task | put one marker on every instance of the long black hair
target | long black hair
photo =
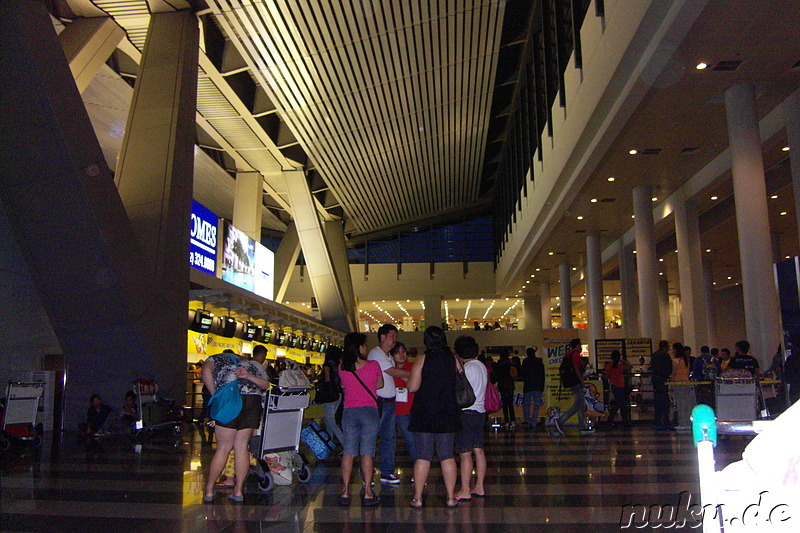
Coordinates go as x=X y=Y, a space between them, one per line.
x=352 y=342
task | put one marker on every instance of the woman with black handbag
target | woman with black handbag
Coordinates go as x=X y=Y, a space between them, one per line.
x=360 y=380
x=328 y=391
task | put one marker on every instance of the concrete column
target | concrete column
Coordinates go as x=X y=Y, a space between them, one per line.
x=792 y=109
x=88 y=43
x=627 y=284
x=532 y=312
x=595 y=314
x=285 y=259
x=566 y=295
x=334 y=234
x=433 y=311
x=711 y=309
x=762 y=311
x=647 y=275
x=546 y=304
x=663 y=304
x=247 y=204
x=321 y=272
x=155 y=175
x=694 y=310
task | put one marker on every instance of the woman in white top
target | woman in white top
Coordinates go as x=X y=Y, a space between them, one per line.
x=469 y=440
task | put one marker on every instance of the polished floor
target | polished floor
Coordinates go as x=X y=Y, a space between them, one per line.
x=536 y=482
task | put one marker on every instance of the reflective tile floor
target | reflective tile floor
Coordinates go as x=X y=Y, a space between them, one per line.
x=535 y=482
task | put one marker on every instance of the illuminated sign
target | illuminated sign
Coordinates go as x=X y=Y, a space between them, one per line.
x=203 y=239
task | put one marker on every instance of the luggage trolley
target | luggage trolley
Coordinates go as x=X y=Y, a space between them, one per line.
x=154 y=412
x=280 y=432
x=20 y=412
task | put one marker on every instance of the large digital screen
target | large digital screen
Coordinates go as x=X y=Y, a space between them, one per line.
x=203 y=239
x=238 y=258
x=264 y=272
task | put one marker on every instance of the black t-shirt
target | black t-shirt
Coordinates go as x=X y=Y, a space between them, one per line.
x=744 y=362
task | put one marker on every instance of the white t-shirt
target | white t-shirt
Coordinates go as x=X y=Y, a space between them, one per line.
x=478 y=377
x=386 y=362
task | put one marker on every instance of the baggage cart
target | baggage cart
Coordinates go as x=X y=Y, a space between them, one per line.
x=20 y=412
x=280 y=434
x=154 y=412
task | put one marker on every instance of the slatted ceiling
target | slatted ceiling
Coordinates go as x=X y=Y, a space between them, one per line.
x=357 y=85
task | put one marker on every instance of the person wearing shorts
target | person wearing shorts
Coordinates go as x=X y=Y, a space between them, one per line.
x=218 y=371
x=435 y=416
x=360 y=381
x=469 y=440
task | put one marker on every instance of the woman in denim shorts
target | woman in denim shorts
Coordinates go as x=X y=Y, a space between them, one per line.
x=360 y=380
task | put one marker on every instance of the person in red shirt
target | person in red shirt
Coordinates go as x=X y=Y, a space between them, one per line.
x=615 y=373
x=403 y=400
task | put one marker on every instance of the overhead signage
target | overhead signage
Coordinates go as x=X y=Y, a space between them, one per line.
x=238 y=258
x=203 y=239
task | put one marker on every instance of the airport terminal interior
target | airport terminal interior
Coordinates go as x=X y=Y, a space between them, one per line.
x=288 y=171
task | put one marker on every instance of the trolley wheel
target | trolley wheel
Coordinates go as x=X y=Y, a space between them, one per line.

════════════════

> [WHAT YOU WILL DO]:
Reproduce all of the material exactly, apart from the pictures.

> [REPLY TO THE EXERCISE]:
task | put one marker on every instance of the long black hair
target | long black hair
photo =
Coordinates go as x=X y=Y, a space between them, one per line.
x=352 y=342
task | put one marker on every instance of the woman with black handbag
target | woman with black handbag
Coordinates go as x=X y=Y, a space between them, one per line.
x=360 y=380
x=328 y=391
task | put one marker on every instance of the concrete column
target | concrete column
Coordinates go as x=X y=Y, a space between them, one per line.
x=792 y=109
x=88 y=43
x=627 y=284
x=532 y=312
x=595 y=314
x=285 y=259
x=566 y=295
x=334 y=234
x=433 y=311
x=711 y=309
x=762 y=311
x=647 y=275
x=546 y=304
x=663 y=304
x=247 y=204
x=321 y=272
x=155 y=175
x=694 y=310
task | put one marker on every instance of the woman in white top
target | woman in white top
Coordinates go as x=X y=Y, a space between them, one per line.
x=469 y=440
task | put one marker on every instance of the polished floor
target | polished floor
Coordinates go as x=X y=Y, a space between them, one per line.
x=536 y=482
task | put one marker on every instance of the reflective tile floor
target | reflective tile floor
Coordinates go as x=X y=Y, a space between them, one per line.
x=535 y=482
task | put one marker on every instance of the illuminated sign
target | illuminated sign
Coordinates go as x=X y=Y, a space between them, one per line.
x=203 y=239
task | put one marker on every instance of the luggage trolley
target | luggage trolley
Coordinates go as x=X y=Y, a space between them, one per line.
x=154 y=412
x=280 y=432
x=20 y=412
task | put one marker on every instance of the large digital screen
target | large digital screen
Coordinates go as x=X y=Y, a space between them, one per line.
x=203 y=239
x=238 y=258
x=264 y=272
task | put one marker on every instance of the black t-shirt
target | black t-shirt
Coordinates go as x=X y=Y, a space between them, one per line.
x=744 y=362
task | put one marker on every instance of the white t-shirt
target | white t-shirt
Coordinates go as x=X y=Y, a space between them, one per line.
x=478 y=377
x=386 y=362
task | put one marker on every instance of the baggage cart
target | baggage cart
Coordinates go as x=X y=Y, a space between them, one per line.
x=20 y=412
x=280 y=434
x=154 y=412
task | put one marker on every instance of the slatted ceiling
target | slatted ceiling
Coordinates go as x=X y=Y, a space between them, one per line.
x=357 y=85
task | put one marker on every instance of the person wearing shorts
target | person wearing shorts
Coordinates go as x=X y=Y, a space between them, one per line.
x=218 y=371
x=435 y=416
x=360 y=381
x=469 y=440
task | put one marker on every instance of the woman in denim shorts
target | woman in denim shorts
Coordinates go as x=X y=Y, a space between them, one per line.
x=360 y=380
task | put one marker on every instance of the person in red shirt
target | person in red shirt
Coordinates go as x=X y=Y, a space between them, one per line.
x=615 y=373
x=403 y=400
task | put one marker on every instance of the overhead signage
target | overhead signage
Coordinates go as x=X y=Y, a space between them, one per line.
x=238 y=258
x=203 y=239
task | put one marker on every instance of the airport terminal interior
target | airport terminal interior
Coordinates go as x=X y=Y, a space between them, one per line.
x=288 y=171
task | put one marker on every instance of the trolley wheel
target | trolley wheel
Coordinates go as x=X y=Y, a space between them, one per line.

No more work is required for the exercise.